::: DOCUMENT SEGMENT

Scott happened to be the captain in charge of the first British expedition to the Antarctic, the Discovery expedition. There were scientists on this and other expeditions doing all sorts of research: paleontological, meteorological, magnetic. The idea of getting to the pole sort of grew on Scott over the course of these expeditions. He was superfluous to the science, so he was free to try for the pole. So, on Scott's final expedition, the Terra Nova, he announced that he would try to get to the pole.
Meanwhile, while Scott was preparing to go, Amundsen announced that he was trying to take an expedition to the north pole. He was a wonderful explorer. He'd already been to Antarctica, been the first to traverse the Northwest Passage. While he was planning this, two different explorers, Frederick Cook and Robert Peary, claimed to have reached the north pole. They never did, but they claimed it. So Amundsen quietly changed his destination. He didn't tell anyone what he was doing. It was only after he was on the way, only at his last port of call that notices were sent to the world of what he was doing.
When did Scott find out that he had competition?
Scott heard about it only when he was at his last port of call in Australia. But by that time, it was too late to change his plans. He had planned a very deliberate trip to the south pole, because he didn't know he would be in any kind of competition. Which was sort of interesting, because he didn't know how to mush dogs [Scott's team used man-hauling instead of dog sleds], and Amundsen did, because of his Northwest Passage expedition.
What Scott was planning to do was use tractors and dogs and ponies to place food and supplies across the ice shelf [for the party bound for the pole to use]. He planned a slow, deliberate route. It was designed for safety—ironically, since it, of course, didn't work out that way. But Amundsen went with just one party, and they just dashed down and dashed back, with dog sleds and skiing. They basically just raced down to the pole and raced back. So you had a very uneven competition.

::::::

**SET OF TASKS**.
- a) In the passage on Scott and Amundsen, where was Scott when he learned he had competition?
- b) Name every explorer mentioned in the passage on Scott and Amundsen.
- c) Translate this sentence from the passage on Scott and Amundsen into French: "So Amundsen quietly changed his destination."

::: MATERIAL SUPPLIED

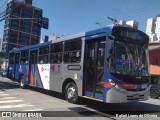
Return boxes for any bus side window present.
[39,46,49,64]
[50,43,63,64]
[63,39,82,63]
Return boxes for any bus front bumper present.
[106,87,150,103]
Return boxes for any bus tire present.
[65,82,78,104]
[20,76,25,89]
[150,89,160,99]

::::::

**SOLUTIONS TO THE EXERCISE**.
- a) At his last port of call in Australia.

- b) Scott, Amundsen, Frederick Cook, Robert Peary

- c) Alors Amundsen a discrètement changé de destination.